**Extracted records:**
• • • • • • •
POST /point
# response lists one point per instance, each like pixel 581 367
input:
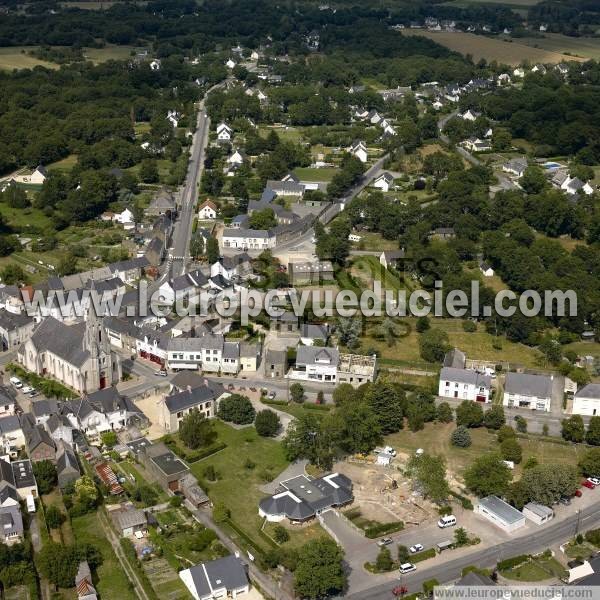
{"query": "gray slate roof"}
pixel 591 390
pixel 226 572
pixel 311 355
pixel 66 341
pixel 504 511
pixel 524 384
pixel 465 376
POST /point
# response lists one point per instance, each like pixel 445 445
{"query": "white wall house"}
pixel 587 400
pixel 528 391
pixel 224 132
pixel 383 182
pixel 464 384
pixel 207 210
pixel 316 364
pixel 359 149
pixel 248 239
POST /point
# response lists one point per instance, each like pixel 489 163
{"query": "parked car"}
pixel 385 542
pixel 16 382
pixel 407 568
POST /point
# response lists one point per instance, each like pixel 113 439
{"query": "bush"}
pixel 375 531
pixel 267 423
pixel 236 409
pixel 469 326
pixel 461 437
pixel 280 534
pixel 511 563
pixel 593 536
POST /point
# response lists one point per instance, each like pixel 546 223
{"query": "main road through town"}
pixel 555 532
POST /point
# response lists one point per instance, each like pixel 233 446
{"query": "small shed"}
pixel 501 513
pixel 538 513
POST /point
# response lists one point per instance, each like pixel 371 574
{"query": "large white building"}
pixel 587 400
pixel 79 356
pixel 248 239
pixel 464 384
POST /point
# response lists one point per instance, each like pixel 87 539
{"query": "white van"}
pixel 407 568
pixel 16 382
pixel 447 521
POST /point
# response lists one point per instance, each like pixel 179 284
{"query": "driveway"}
pixel 294 470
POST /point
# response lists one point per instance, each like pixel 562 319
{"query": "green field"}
pixel 583 47
pixel 100 55
pixel 16 57
pixel 112 581
pixel 435 439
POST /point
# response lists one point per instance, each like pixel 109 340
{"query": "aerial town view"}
pixel 299 299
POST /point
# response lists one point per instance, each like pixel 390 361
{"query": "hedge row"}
pixel 382 528
pixel 424 555
pixel 510 563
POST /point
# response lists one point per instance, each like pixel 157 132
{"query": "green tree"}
pixel 148 171
pixel 469 414
pixel 445 414
pixel 54 517
pixel 592 435
pixel 488 475
pixel 237 409
pixel 506 431
pixel 429 474
pixel 262 219
pixel 589 463
pixel 461 437
pixel 319 572
pixel 494 417
pixel 388 403
pixel 511 450
pixel 280 534
pixel 573 429
pixel 109 438
pixel 461 537
pixel 297 392
pixel 196 431
pixel 45 475
pixel 533 180
pixel 267 423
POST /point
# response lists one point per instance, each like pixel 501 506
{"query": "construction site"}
pixel 384 494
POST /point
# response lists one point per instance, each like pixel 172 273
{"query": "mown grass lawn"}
pixel 435 439
pixel 112 581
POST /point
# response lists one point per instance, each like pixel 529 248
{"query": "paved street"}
pixel 582 515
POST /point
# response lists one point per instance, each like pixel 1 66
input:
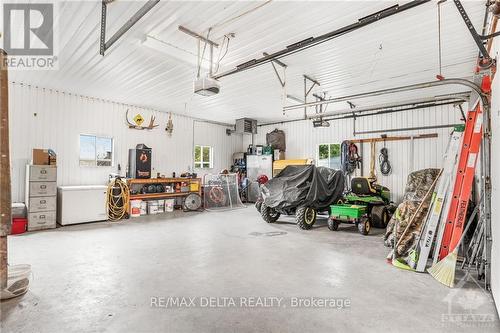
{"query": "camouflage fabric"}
pixel 418 184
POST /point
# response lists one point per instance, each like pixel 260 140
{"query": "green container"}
pixel 349 211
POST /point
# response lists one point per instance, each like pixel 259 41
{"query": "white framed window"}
pixel 203 157
pixel 329 155
pixel 96 150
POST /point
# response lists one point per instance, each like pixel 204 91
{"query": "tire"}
pixel 333 224
pixel 305 217
pixel 379 216
pixel 364 227
pixel 258 205
pixel 268 214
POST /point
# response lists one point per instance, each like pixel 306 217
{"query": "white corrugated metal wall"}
pixel 61 117
pixel 302 140
pixel 495 182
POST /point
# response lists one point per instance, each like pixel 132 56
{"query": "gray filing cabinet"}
pixel 41 196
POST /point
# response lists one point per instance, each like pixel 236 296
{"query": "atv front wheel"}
pixel 305 217
pixel 333 224
pixel 258 205
pixel 269 214
pixel 364 227
pixel 379 216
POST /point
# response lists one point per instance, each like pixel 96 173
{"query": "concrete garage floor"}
pixel 101 277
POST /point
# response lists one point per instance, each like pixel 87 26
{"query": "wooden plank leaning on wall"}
pixel 5 189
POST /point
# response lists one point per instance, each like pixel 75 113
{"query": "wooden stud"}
pixel 5 189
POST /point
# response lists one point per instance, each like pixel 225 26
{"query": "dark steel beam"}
pixel 407 129
pixel 313 41
pixel 126 27
pixel 477 38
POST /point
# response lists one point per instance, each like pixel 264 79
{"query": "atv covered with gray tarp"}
pixel 301 190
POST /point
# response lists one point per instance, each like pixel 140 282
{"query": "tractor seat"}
pixel 362 186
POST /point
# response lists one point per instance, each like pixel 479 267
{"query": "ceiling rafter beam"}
pixel 313 41
pixel 105 45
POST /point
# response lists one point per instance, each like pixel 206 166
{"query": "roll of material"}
pixel 135 208
pixel 169 205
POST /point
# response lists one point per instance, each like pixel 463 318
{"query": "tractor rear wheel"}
pixel 379 216
pixel 269 214
pixel 364 226
pixel 305 217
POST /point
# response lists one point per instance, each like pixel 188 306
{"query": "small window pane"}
pixel 96 151
pixel 197 154
pixel 87 150
pixel 206 154
pixel 104 147
pixel 329 155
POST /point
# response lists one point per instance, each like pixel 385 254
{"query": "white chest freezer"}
pixel 81 204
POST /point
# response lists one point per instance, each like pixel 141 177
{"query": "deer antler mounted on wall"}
pixel 139 127
pixel 170 125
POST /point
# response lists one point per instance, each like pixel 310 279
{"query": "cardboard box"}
pixel 40 157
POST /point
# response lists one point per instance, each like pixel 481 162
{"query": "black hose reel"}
pixel 383 160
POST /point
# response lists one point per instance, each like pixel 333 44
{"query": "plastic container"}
pixel 161 206
pixel 169 205
pixel 135 208
pixel 18 226
pixel 144 208
pixel 152 207
pixel 347 211
pixel 17 281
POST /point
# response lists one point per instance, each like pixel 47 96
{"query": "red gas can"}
pixel 18 226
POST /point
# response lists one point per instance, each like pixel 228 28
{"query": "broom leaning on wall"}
pixel 14 280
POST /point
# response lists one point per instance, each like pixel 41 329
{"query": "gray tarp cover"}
pixel 308 185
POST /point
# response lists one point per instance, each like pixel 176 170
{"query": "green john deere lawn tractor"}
pixel 367 205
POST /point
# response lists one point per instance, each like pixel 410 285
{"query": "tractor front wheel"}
pixel 364 227
pixel 379 216
pixel 305 217
pixel 269 214
pixel 333 224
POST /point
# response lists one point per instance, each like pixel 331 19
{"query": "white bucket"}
pixel 161 206
pixel 152 207
pixel 144 208
pixel 135 208
pixel 169 205
pixel 17 281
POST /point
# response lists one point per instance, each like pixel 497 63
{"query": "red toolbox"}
pixel 18 226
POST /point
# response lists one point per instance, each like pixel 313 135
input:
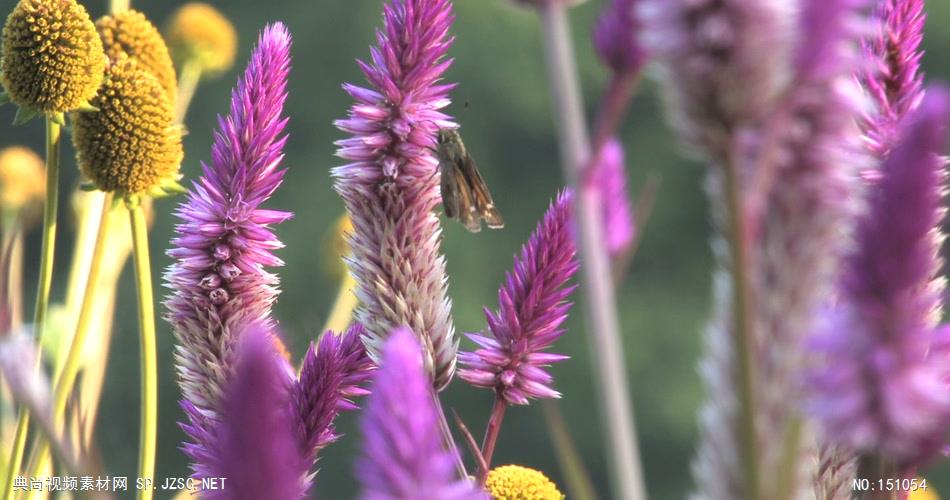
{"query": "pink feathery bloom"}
pixel 391 185
pixel 333 374
pixel 610 176
pixel 879 391
pixel 254 445
pixel 721 63
pixel 893 80
pixel 402 455
pixel 615 37
pixel 532 305
pixel 764 88
pixel 224 243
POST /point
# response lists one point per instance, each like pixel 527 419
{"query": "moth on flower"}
pixel 465 196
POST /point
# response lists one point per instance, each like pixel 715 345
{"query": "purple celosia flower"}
pixel 403 457
pixel 722 63
pixel 333 373
pixel 879 392
pixel 610 177
pixel 615 37
pixel 532 304
pixel 391 186
pixel 764 88
pixel 218 280
pixel 894 80
pixel 254 443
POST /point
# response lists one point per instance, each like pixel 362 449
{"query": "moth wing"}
pixel 450 190
pixel 484 205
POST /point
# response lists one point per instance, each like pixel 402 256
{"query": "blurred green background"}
pixel 502 103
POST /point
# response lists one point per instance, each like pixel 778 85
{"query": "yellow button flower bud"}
pixel 21 178
pixel 130 34
pixel 514 482
pixel 130 145
pixel 52 57
pixel 198 33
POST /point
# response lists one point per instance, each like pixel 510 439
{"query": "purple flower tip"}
pixel 256 448
pixel 333 374
pixel 391 186
pixel 224 243
pixel 610 177
pixel 615 37
pixel 532 306
pixel 403 456
pixel 880 391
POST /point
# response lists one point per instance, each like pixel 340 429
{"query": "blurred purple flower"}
pixel 532 306
pixel 893 79
pixel 616 37
pixel 255 445
pixel 879 392
pixel 391 186
pixel 403 457
pixel 610 176
pixel 218 281
pixel 332 375
pixel 721 63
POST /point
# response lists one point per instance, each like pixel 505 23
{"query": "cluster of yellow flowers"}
pixel 52 57
pixel 117 78
pixel 130 145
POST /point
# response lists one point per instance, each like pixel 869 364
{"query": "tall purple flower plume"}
pixel 763 91
pixel 224 242
pixel 391 186
pixel 610 176
pixel 254 444
pixel 722 63
pixel 893 80
pixel 532 306
pixel 879 391
pixel 403 456
pixel 333 374
pixel 616 37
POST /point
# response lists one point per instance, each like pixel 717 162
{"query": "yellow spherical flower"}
pixel 130 145
pixel 52 57
pixel 130 34
pixel 514 482
pixel 22 176
pixel 200 34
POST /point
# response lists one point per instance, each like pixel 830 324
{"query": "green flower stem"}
pixel 491 436
pixel 63 387
pixel 148 351
pixel 743 336
pixel 53 137
pixel 187 84
pixel 626 470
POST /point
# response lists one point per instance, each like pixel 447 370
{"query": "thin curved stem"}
pixel 53 139
pixel 744 336
pixel 187 84
pixel 491 436
pixel 341 315
pixel 597 282
pixel 148 350
pixel 63 387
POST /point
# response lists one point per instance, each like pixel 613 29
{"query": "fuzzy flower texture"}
pixel 532 306
pixel 402 455
pixel 219 282
pixel 391 186
pixel 884 388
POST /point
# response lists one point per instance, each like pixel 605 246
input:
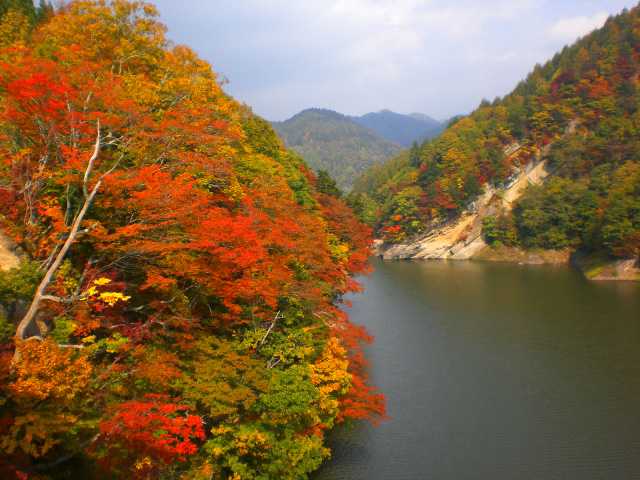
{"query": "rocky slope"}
pixel 462 239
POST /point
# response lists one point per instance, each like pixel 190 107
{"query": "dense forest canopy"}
pixel 176 310
pixel 578 111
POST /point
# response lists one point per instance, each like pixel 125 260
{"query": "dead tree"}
pixel 28 321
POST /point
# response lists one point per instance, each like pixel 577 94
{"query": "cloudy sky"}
pixel 439 57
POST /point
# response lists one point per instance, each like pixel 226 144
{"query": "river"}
pixel 496 372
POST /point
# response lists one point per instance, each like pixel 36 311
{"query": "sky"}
pixel 439 57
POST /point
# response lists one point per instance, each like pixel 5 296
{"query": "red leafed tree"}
pixel 143 435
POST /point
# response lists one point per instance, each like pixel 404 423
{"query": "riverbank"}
pixel 596 267
pixel 517 255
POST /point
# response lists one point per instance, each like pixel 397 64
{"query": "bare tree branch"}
pixel 28 320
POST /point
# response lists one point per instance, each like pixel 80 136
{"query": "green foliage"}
pixel 7 329
pixel 327 185
pixel 19 283
pixel 579 110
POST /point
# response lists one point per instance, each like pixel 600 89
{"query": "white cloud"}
pixel 572 28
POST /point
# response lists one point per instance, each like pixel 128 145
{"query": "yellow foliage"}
pixel 45 371
pixel 14 27
pixel 331 377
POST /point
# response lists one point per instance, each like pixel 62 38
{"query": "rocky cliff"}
pixel 461 239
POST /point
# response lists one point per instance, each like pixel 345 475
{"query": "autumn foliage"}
pixel 193 329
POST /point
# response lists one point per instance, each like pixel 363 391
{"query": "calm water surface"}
pixel 497 372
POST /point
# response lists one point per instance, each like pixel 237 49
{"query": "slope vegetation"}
pixel 177 313
pixel 330 141
pixel 578 113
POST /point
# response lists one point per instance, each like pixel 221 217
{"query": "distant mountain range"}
pixel 345 146
pixel 399 128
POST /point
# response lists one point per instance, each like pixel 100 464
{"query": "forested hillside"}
pixel 401 129
pixel 330 141
pixel 579 112
pixel 175 313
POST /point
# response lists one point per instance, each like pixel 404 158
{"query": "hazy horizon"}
pixel 436 57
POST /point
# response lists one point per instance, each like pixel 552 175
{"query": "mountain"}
pixel 171 275
pixel 399 128
pixel 330 141
pixel 570 130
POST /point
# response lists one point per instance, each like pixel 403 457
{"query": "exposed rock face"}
pixel 461 239
pixel 8 257
pixel 625 269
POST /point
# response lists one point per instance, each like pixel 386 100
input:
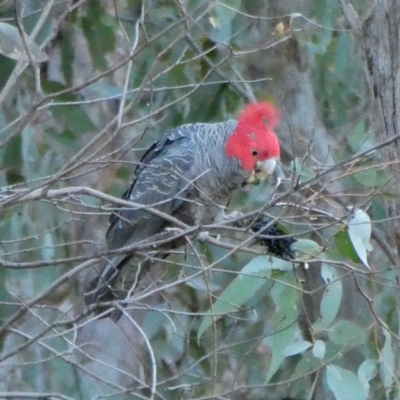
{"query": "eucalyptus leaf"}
pixel 366 372
pixel 387 361
pixel 319 349
pixel 347 334
pixel 359 228
pixel 299 346
pixel 344 383
pixel 242 288
pixel 331 298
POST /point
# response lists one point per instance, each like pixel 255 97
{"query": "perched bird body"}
pixel 190 174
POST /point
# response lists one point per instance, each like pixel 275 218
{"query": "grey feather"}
pixel 185 174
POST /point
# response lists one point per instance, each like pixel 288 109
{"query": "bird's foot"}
pixel 202 236
pixel 222 217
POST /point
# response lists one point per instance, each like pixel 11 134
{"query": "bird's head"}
pixel 253 142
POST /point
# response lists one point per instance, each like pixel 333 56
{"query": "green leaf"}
pixel 359 229
pixel 387 362
pixel 344 384
pixel 286 298
pixel 331 298
pixel 221 20
pixel 297 347
pixel 344 246
pixel 306 248
pixel 372 177
pixel 319 349
pixel 366 372
pixel 243 288
pixel 347 334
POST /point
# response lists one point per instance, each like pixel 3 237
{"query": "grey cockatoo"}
pixel 190 174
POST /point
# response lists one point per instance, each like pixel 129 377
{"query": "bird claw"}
pixel 202 236
pixel 221 216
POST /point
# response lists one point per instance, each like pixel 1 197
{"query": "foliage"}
pixel 86 86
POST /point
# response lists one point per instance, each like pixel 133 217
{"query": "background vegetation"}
pixel 87 85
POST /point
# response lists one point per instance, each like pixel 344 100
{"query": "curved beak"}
pixel 262 170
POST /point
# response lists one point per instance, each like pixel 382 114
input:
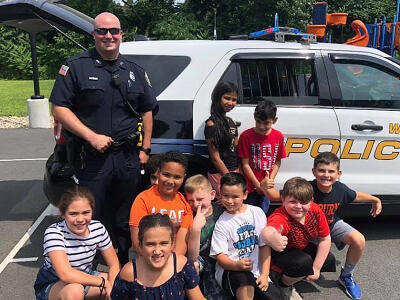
• • • • • • •
**Your goal:** Say again, exactly, only those lines of the records that run from the start through the line with "# response lists one point per instance, each like pixel 445". Pictures are to be skipped.

**Answer for this exercise:**
POST /point
# response lists one point per instance, each like pixel 581 367
input:
{"query": "gray slate roof"}
pixel 591 390
pixel 226 572
pixel 311 355
pixel 66 341
pixel 504 511
pixel 524 384
pixel 465 376
POST /point
# response lists one point per instance, each like pixel 445 445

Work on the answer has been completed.